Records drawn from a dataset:
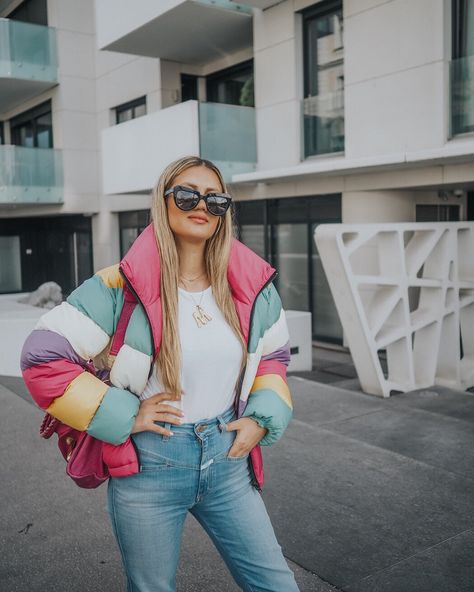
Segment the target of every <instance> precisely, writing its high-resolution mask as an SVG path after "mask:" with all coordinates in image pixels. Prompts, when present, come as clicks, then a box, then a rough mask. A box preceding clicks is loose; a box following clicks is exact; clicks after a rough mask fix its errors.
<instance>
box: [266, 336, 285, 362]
mask: <svg viewBox="0 0 474 592" xmlns="http://www.w3.org/2000/svg"><path fill="white" fill-rule="evenodd" d="M290 358H291V356H290V341H289V340H288V341H287V342H286V343H285V345H284V346H283V347H280V349H277V350H275V351H274V352H272V353H271V354H267V355H266V356H262V357H261V361H263V360H273V361H276V362H281V363H282V364H286V365H288V364H289V363H290Z"/></svg>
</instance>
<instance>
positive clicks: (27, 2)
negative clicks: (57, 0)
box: [8, 0, 48, 26]
mask: <svg viewBox="0 0 474 592" xmlns="http://www.w3.org/2000/svg"><path fill="white" fill-rule="evenodd" d="M8 18H9V19H12V20H16V21H23V22H25V23H34V24H36V25H44V26H47V25H48V9H47V5H46V0H25V1H24V2H22V3H21V4H20V6H18V8H16V9H15V10H13V11H12V12H10V14H9V15H8Z"/></svg>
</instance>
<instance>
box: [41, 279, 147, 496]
mask: <svg viewBox="0 0 474 592" xmlns="http://www.w3.org/2000/svg"><path fill="white" fill-rule="evenodd" d="M136 304H137V303H136V300H135V297H134V296H133V294H132V292H131V291H130V290H129V289H128V288H127V287H126V286H125V287H124V304H123V307H122V311H121V313H120V318H119V321H118V324H117V329H116V331H115V334H114V337H113V340H112V345H111V348H110V354H111V355H117V353H118V351H119V349H120V348H121V347H122V345H123V342H124V339H125V331H126V330H127V326H128V323H129V321H130V317H131V316H132V312H133V309H134V308H135V306H136ZM87 367H88V370H89V371H90V372H91V373H92V374H95V368H94V366H93V364H92V362H90V363H88V364H87ZM54 433H56V434H57V435H58V447H59V450H60V451H61V454H62V455H63V457H64V459H65V460H66V463H67V465H66V473H67V474H68V475H69V476H70V477H71V479H73V480H74V482H75V483H76V485H78V486H79V487H83V488H85V489H94V488H95V487H99V485H101V484H102V483H103V482H104V481H107V479H108V478H109V477H110V473H109V470H108V468H107V465H106V464H105V463H104V461H103V456H102V452H103V450H102V448H103V444H104V443H103V442H102V440H97V438H94V437H93V436H91V435H90V434H88V433H87V432H81V431H79V430H76V429H74V428H71V427H70V426H68V425H66V424H64V423H62V422H61V421H60V420H59V419H57V418H55V417H53V416H52V415H50V414H49V413H46V415H45V416H44V418H43V422H42V424H41V427H40V436H41V437H42V438H46V439H48V438H51V436H52V435H53V434H54Z"/></svg>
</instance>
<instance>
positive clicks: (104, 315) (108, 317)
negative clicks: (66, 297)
mask: <svg viewBox="0 0 474 592" xmlns="http://www.w3.org/2000/svg"><path fill="white" fill-rule="evenodd" d="M117 292H122V290H121V289H120V288H107V286H106V285H105V284H104V282H103V281H102V279H101V278H100V277H99V276H98V275H94V276H92V277H91V278H89V279H88V280H86V281H85V282H83V283H82V284H81V285H80V286H79V287H78V288H76V289H75V290H74V291H73V292H72V293H71V294H70V295H69V296H68V298H67V299H66V300H67V302H68V303H69V304H71V305H72V306H74V307H75V308H77V309H78V310H79V311H81V312H82V313H83V314H85V315H86V316H88V317H89V318H90V319H92V320H93V321H94V322H95V323H96V324H97V325H99V327H100V328H101V329H103V330H104V331H105V332H106V333H107V335H112V334H113V332H114V330H115V318H114V316H115V309H116V302H117Z"/></svg>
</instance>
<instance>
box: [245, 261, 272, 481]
mask: <svg viewBox="0 0 474 592" xmlns="http://www.w3.org/2000/svg"><path fill="white" fill-rule="evenodd" d="M277 275H278V271H274V272H273V274H272V275H271V276H270V278H269V279H268V280H267V281H266V282H265V284H264V285H263V286H262V287H261V288H260V290H259V291H258V293H257V295H256V296H255V300H254V301H253V304H252V310H251V311H250V322H249V339H248V343H250V331H251V330H252V320H253V315H254V312H255V304H256V302H257V298H258V297H259V296H260V294H261V293H262V292H263V290H265V288H266V287H267V286H268V284H270V283H271V282H272V281H273V280H274V279H275V278H276V276H277ZM248 343H247V353H248ZM246 368H247V363H246V364H245V366H244V369H243V370H242V380H241V381H240V386H239V391H238V395H237V398H236V399H237V409H238V405H239V401H240V395H241V392H242V384H243V380H244V375H245V370H246ZM249 467H250V475H251V481H252V485H253V486H254V487H255V489H257V491H262V488H261V487H260V485H259V484H258V481H257V476H256V475H255V470H254V468H253V464H252V460H251V458H250V457H249Z"/></svg>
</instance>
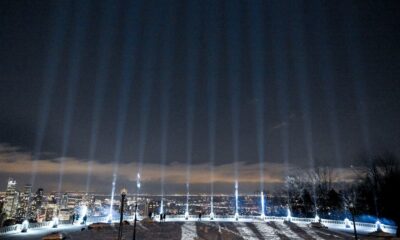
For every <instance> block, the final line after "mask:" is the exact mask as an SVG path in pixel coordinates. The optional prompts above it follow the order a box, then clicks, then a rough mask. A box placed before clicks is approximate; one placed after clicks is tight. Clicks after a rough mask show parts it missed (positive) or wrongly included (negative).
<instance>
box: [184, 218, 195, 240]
mask: <svg viewBox="0 0 400 240" xmlns="http://www.w3.org/2000/svg"><path fill="white" fill-rule="evenodd" d="M181 231H182V237H181V239H185V240H195V239H197V237H198V236H197V230H196V223H195V222H185V223H184V224H183V225H182V230H181Z"/></svg>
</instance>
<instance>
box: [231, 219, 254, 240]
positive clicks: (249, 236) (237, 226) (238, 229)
mask: <svg viewBox="0 0 400 240" xmlns="http://www.w3.org/2000/svg"><path fill="white" fill-rule="evenodd" d="M236 229H237V230H238V232H239V233H240V235H241V236H242V237H243V238H244V239H248V240H257V239H258V238H257V236H256V235H255V234H254V232H253V231H252V230H251V229H250V228H248V227H247V226H246V224H245V223H243V222H239V223H237V224H236Z"/></svg>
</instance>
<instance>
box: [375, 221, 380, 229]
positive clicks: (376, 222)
mask: <svg viewBox="0 0 400 240" xmlns="http://www.w3.org/2000/svg"><path fill="white" fill-rule="evenodd" d="M375 226H376V231H381V222H380V221H379V220H378V221H376V223H375Z"/></svg>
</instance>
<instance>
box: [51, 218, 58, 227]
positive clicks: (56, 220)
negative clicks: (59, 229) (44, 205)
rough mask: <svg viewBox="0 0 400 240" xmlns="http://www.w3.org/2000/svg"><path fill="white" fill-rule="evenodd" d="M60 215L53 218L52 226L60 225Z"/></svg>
mask: <svg viewBox="0 0 400 240" xmlns="http://www.w3.org/2000/svg"><path fill="white" fill-rule="evenodd" d="M58 222H59V221H58V217H53V220H52V227H53V228H57V227H58Z"/></svg>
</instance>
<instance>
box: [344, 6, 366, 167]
mask: <svg viewBox="0 0 400 240" xmlns="http://www.w3.org/2000/svg"><path fill="white" fill-rule="evenodd" d="M344 9H345V13H344V14H345V15H346V16H347V19H348V22H347V21H346V24H345V25H344V26H343V28H344V29H343V31H344V34H343V35H344V36H345V37H346V39H345V41H346V43H345V46H346V50H347V57H348V64H349V72H350V73H349V75H350V78H351V79H353V83H354V94H355V97H356V99H355V100H356V102H355V105H356V108H357V113H358V115H359V121H360V125H361V130H362V133H361V134H362V141H363V145H364V148H365V151H366V152H367V156H370V151H371V143H370V132H369V117H368V107H367V106H368V102H367V100H368V99H367V98H368V96H367V89H366V85H365V82H366V81H365V73H364V72H365V69H364V64H363V61H362V48H361V47H360V46H362V45H361V42H362V37H361V36H360V32H359V30H358V29H357V28H356V27H352V26H354V25H357V20H356V19H357V15H358V11H357V9H356V7H355V6H353V5H350V6H349V5H346V6H345V7H344ZM369 161H371V159H369Z"/></svg>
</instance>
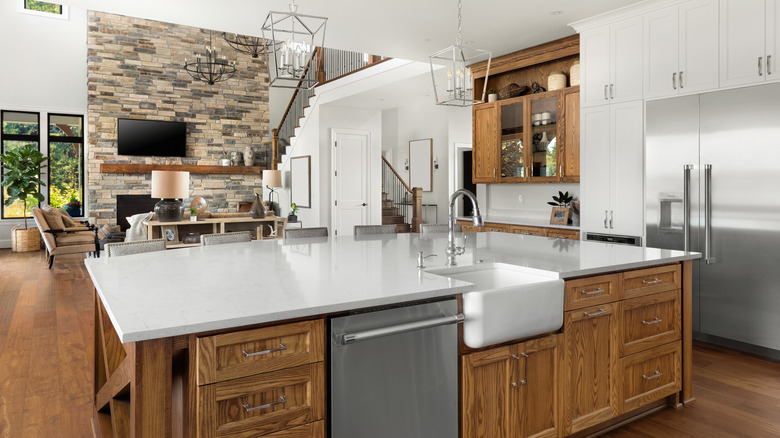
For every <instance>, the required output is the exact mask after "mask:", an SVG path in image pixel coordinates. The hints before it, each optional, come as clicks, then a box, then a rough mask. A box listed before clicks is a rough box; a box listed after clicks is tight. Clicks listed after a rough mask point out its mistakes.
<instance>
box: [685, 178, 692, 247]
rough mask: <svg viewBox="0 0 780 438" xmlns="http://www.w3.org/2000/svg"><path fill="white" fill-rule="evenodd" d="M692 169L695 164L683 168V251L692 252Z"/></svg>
mask: <svg viewBox="0 0 780 438" xmlns="http://www.w3.org/2000/svg"><path fill="white" fill-rule="evenodd" d="M691 169H693V164H686V165H685V166H683V251H686V252H687V251H690V242H691Z"/></svg>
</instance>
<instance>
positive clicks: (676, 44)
mask: <svg viewBox="0 0 780 438" xmlns="http://www.w3.org/2000/svg"><path fill="white" fill-rule="evenodd" d="M644 33H645V34H644V65H645V66H646V68H645V80H644V96H645V98H647V99H652V98H657V97H666V96H672V95H675V94H681V93H698V92H702V91H706V90H714V89H717V88H718V46H717V44H715V43H714V42H716V41H717V40H718V3H717V1H716V0H694V1H691V2H687V3H683V4H682V5H680V6H673V7H669V8H666V9H661V10H658V11H655V12H651V13H648V14H645V16H644Z"/></svg>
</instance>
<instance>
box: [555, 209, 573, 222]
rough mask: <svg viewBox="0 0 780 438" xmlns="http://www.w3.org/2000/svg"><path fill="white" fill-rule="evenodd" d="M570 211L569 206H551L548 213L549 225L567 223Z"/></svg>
mask: <svg viewBox="0 0 780 438" xmlns="http://www.w3.org/2000/svg"><path fill="white" fill-rule="evenodd" d="M570 211H571V210H570V208H569V207H553V211H552V214H551V215H550V225H568V224H569V212H570Z"/></svg>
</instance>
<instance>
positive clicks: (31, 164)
mask: <svg viewBox="0 0 780 438" xmlns="http://www.w3.org/2000/svg"><path fill="white" fill-rule="evenodd" d="M47 159H48V157H45V156H44V155H43V154H42V153H41V152H40V151H39V150H38V148H36V147H35V145H32V144H27V145H24V146H22V147H20V148H17V149H13V150H10V151H6V152H5V153H4V154H2V155H0V164H2V167H3V180H2V186H3V187H5V190H6V193H7V194H8V198H7V199H6V200H5V203H4V204H5V206H6V207H8V206H10V205H11V204H13V203H14V202H15V201H20V202H21V203H22V205H23V207H24V210H23V212H24V213H23V217H24V228H20V227H18V226H17V227H14V228H13V231H12V232H11V246H12V248H13V250H14V251H17V252H24V251H37V250H38V249H40V244H41V243H40V235H39V233H38V230H37V229H36V228H33V229H28V228H27V217H28V213H27V212H28V205H29V204H31V203H34V202H36V201H37V202H42V201H43V200H44V197H43V195H42V194H41V193H40V191H39V187H40V186H42V185H46V184H44V182H43V181H41V169H42V168H44V167H46V165H45V164H43V162H44V161H46V160H47Z"/></svg>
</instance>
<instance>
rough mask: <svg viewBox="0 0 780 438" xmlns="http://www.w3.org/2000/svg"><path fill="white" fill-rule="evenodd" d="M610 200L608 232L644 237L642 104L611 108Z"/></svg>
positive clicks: (643, 155)
mask: <svg viewBox="0 0 780 438" xmlns="http://www.w3.org/2000/svg"><path fill="white" fill-rule="evenodd" d="M610 107H611V108H610V124H611V128H612V129H611V132H612V135H611V137H612V138H611V139H610V140H611V141H610V143H611V145H612V146H611V150H612V159H611V160H610V161H611V162H612V177H611V181H610V183H611V185H612V196H611V202H610V204H611V208H610V217H609V221H608V222H609V224H608V225H609V228H610V232H611V233H614V234H624V235H629V236H642V235H643V234H644V229H645V227H644V209H645V203H644V192H645V191H644V176H643V175H644V168H645V166H644V128H643V127H644V102H643V101H641V100H639V101H634V102H626V103H621V104H615V105H610Z"/></svg>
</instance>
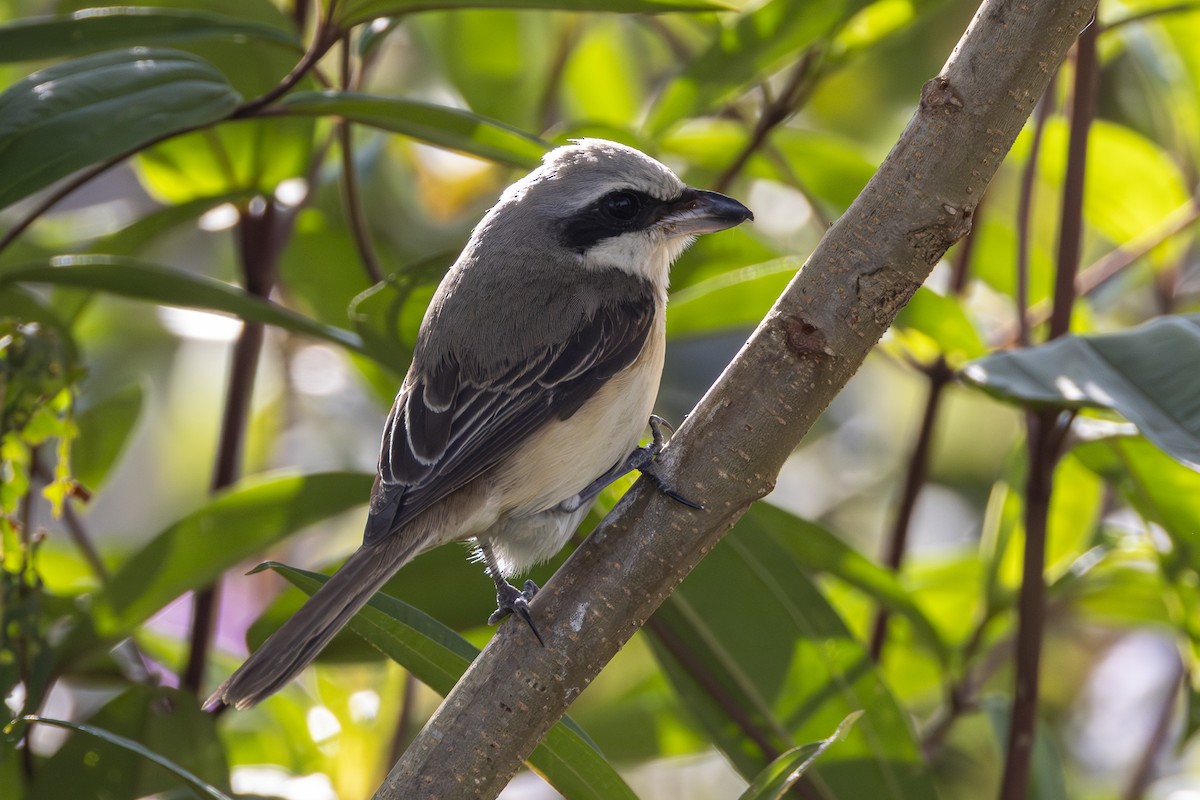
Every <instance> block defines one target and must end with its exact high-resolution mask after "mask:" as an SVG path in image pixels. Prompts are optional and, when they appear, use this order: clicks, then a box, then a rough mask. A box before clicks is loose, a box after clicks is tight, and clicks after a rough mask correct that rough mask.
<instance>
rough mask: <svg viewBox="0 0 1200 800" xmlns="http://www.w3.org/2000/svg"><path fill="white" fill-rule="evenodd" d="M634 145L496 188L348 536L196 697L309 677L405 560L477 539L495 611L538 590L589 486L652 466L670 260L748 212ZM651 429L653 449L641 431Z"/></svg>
mask: <svg viewBox="0 0 1200 800" xmlns="http://www.w3.org/2000/svg"><path fill="white" fill-rule="evenodd" d="M752 218H754V215H752V213H751V212H750V210H749V209H748V207H746V206H745V205H743V204H742V203H739V201H738V200H734V199H733V198H730V197H726V196H724V194H720V193H716V192H709V191H703V190H697V188H692V187H690V186H688V185H686V184H684V182H683V181H682V180H680V179H679V178H678V176H677V175H676V174H674V173H673V172H672V170H671V169H670V168H667V167H666V166H664V164H662V163H660V162H659V161H656V160H654V158H652V157H650V156H647V155H646V154H643V152H641V151H640V150H636V149H634V148H630V146H626V145H623V144H618V143H614V142H608V140H605V139H590V138H588V139H576V140H571V142H570V143H569V144H565V145H563V146H558V148H556V149H553V150H551V151H548V152H547V154H546V155H545V156H544V158H542V161H541V163H540V166H538V167H536V168H535V169H533V172H530V173H529V174H528V175H526V176H524V178H522V179H521V180H518V181H516V182H515V184H512V185H511V186H509V187H508V188H506V190H505V191H504V192H503V193H502V196H500V198H499V200H498V201H497V203H496V205H494V206H492V209H491V210H488V211H487V213H486V215H485V216H484V217H482V219H481V221H480V222H479V224H478V225H476V227H475V229H474V230H473V231H472V235H470V237H469V239H468V241H467V245H466V246H464V248H463V251H462V253H461V255H460V257H458V259H457V260H456V261H455V263H454V265H452V266H451V267H450V270H449V271H448V272H446V275H445V277H444V278H443V281H442V283H440V284H439V287H438V289H437V291H436V293H434V295H433V299H432V301H431V302H430V306H428V308H427V311H426V313H425V317H424V319H422V321H421V326H420V329H419V332H418V336H416V339H415V345H414V350H413V360H412V366H410V367H409V369H408V373H407V374H406V377H404V379H403V381H402V384H401V387H400V391H398V393H397V396H396V401H395V403H394V404H392V407H391V411H390V413H389V415H388V420H386V423H385V425H384V429H383V438H382V444H380V452H379V461H378V471H377V475H376V480H374V485H373V487H372V491H371V499H370V505H368V516H367V522H366V527H365V531H364V537H362V545H361V547H360V548H359V549H358V551H356V552H355V553H353V554H352V555H350V557H349V558H348V559H347V561H346V563H344V564H343V565H342V567H341V569H340V570H337V572H335V573H334V576H332V577H331V578H330V579H329V581H328V582H326V583H325V584H324V585H323V587H322V588H320V589H319V590H318V591H317V593H314V594H313V595H312V596H311V597H310V599H308V601H307V602H306V603H305V604H304V606H302V607H301V608H300V610H299V612H296V613H295V615H293V616H292V618H290V619H289V620H288V621H287V622H284V624H283V625H282V626H281V627H280V628H278V630H277V631H276V632H275V633H272V634H271V637H270V638H268V639H266V640H265V642H264V643H263V644H262V646H259V648H258V649H257V650H256V651H254V652H253V654H252V655H251V656H250V657H248V658H247V660H246V661H245V663H242V666H241V667H239V668H238V669H236V670H235V672H234V673H233V675H230V676H229V678H228V679H227V680H226V681H224V682H223V684H221V686H220V687H218V688H217V690H216V691H215V692H214V693H212V694H211V697H209V699H208V700H206V703H205V705H206V706H209V708H214V706H220V705H232V706H235V708H238V709H245V708H248V706H251V705H254V704H256V703H258V702H259V700H262V699H264V698H265V697H268V696H270V694H272V693H274V692H276V691H278V690H280V688H281V687H282V686H284V685H286V684H287V682H288V681H290V680H292V678H294V676H295V675H296V674H298V673H299V672H300V670H301V669H304V668H305V667H306V666H307V664H308V663H310V662H311V661H312V660H313V658H314V657H316V656H317V654H318V652H319V651H320V650H322V648H324V646H325V644H328V643H329V640H330V639H331V638H332V637H334V634H335V633H337V631H338V630H341V627H342V626H344V625H346V624H347V621H349V619H350V616H353V615H354V613H355V612H356V610H358V609H359V608H361V607H362V606H364V604H365V603H366V602H367V601H368V600H370V599H371V596H372V595H373V594H374V593H376V591H377V590H378V589H379V588H380V587H382V585H383V584H384V583H385V582H386V581H388V579H389V578H391V576H392V575H395V573H396V571H398V570H400V569H401V567H402V566H403V565H406V564H407V563H408V561H410V560H412V559H413V558H414V557H416V555H419V554H420V553H424V552H426V551H428V549H432V548H434V547H438V546H440V545H444V543H449V542H452V541H474V543H475V547H476V548H478V549H476V555H478V558H479V559H480V560H481V561H482V563H484V565H485V567H486V572H487V575H488V576H490V577H491V578H492V579H493V581H494V583H496V590H497V610H496V613H494V614H492V616H491V618H490V620H488V621H491V622H496V621H498V620H500V619H503V618H504V616H506V615H509V614H512V613H515V614H516V615H518V616H521V618H522V619H524V620H526V622H528V625H529V627H530V630H532V631H533V634H534V636H535V637H536V639H538V640H539V642H541V634H540V632H539V631H538V627H536V626H535V625H534V620H533V618H532V615H530V613H529V601H530V600H532V597H533V595H534V594H535V593H536V590H538V587H536V585H535V584H534V583H533V582H532V581H527V582H526V584H524V587H523V589H517V588H516V587H514V585H512V584H510V583H509V582H508V578H509V577H512V576H515V575H520V573H521V572H522V571H524V570H526V569H528V567H530V566H533V565H535V564H538V563H541V561H544V560H546V559H548V558H551V557H552V555H553V554H556V553H557V552H558V551H559V549H562V547H563V546H564V545H565V543H566V541H568V540H569V539H570V536H571V535H572V534H574V533H575V529H576V528H577V527H578V525H580V523H581V522H582V521H583V517H584V516H586V515H587V512H588V510H589V507H590V506H592V503H593V500H594V499H595V498H596V497H598V495H599V493H600V491H601V489H602V488H604V487H605V486H607V485H608V483H611V482H612V481H614V480H617V479H618V477H620V476H622V475H624V474H626V473H629V471H632V470H635V469H636V470H640V471H641V473H642V474H643V475H646V476H648V477H649V480H650V481H652V482H653V483H654V485H655V486H658V487H659V488H660V489H662V491H664V492H666V493H667V494H670V495H671V497H673V498H676V499H677V500H680V501H683V503H688V504H689V505H694V506H697V507H698V504H695V503H694V501H692V500H690V499H689V498H685V497H684V495H683V494H680V493H678V492H676V491H674V489H673V487H671V486H670V483H668V482H667V481H665V480H664V479H662V477H661V476H659V475H658V473H656V471H655V470H654V458H655V457H656V455H658V452H659V451H660V450H661V449H662V445H664V434H662V432H661V429H662V427H664V421H662V420H661V419H660V417H656V416H653V415H652V410H653V404H654V401H655V396H656V393H658V387H659V379H660V377H661V372H662V365H664V355H665V349H666V305H667V284H668V273H670V269H671V265H672V263H673V261H674V260H676V259H677V258H678V257H679V255H680V254H682V253H683V252H684V249H686V248H688V246H689V245H691V242H692V241H694V240H695V239H696V237H697V236H698V235H701V234H707V233H715V231H719V230H725V229H727V228H732V227H734V225H738V224H740V223H742V222H745V221H749V219H752ZM647 425H649V427H650V429H652V434H653V440H652V441H650V443H649V444H648V445H644V446H638V441H640V440H641V438H642V435H643V434H644V432H646V428H647Z"/></svg>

▸ **Exercise requirements**: What lines in the data include the string "when"? Copy each one.

▸ **Finished task**:
Segment the target of every <instance> precisely, writing its high-resolution mask as an SVG path after "mask:" with all coordinates in image pixels. Prompts, when present, come as clicks, then a box, then a rough mask. A box preceding clicks is loose; a box following clicks is exact; clicks after a rough mask fix its errors.
Every <instance> block defines one target and must end with its exact high-resolution mask after "mask:" as an SVG path in image pixels. Prompts are optional and, when they appear, use this order: clicks, then a box, then a rough mask. A box before clicks is loose, a box after clicks is tight, and clicks after a rough mask correct that rough mask.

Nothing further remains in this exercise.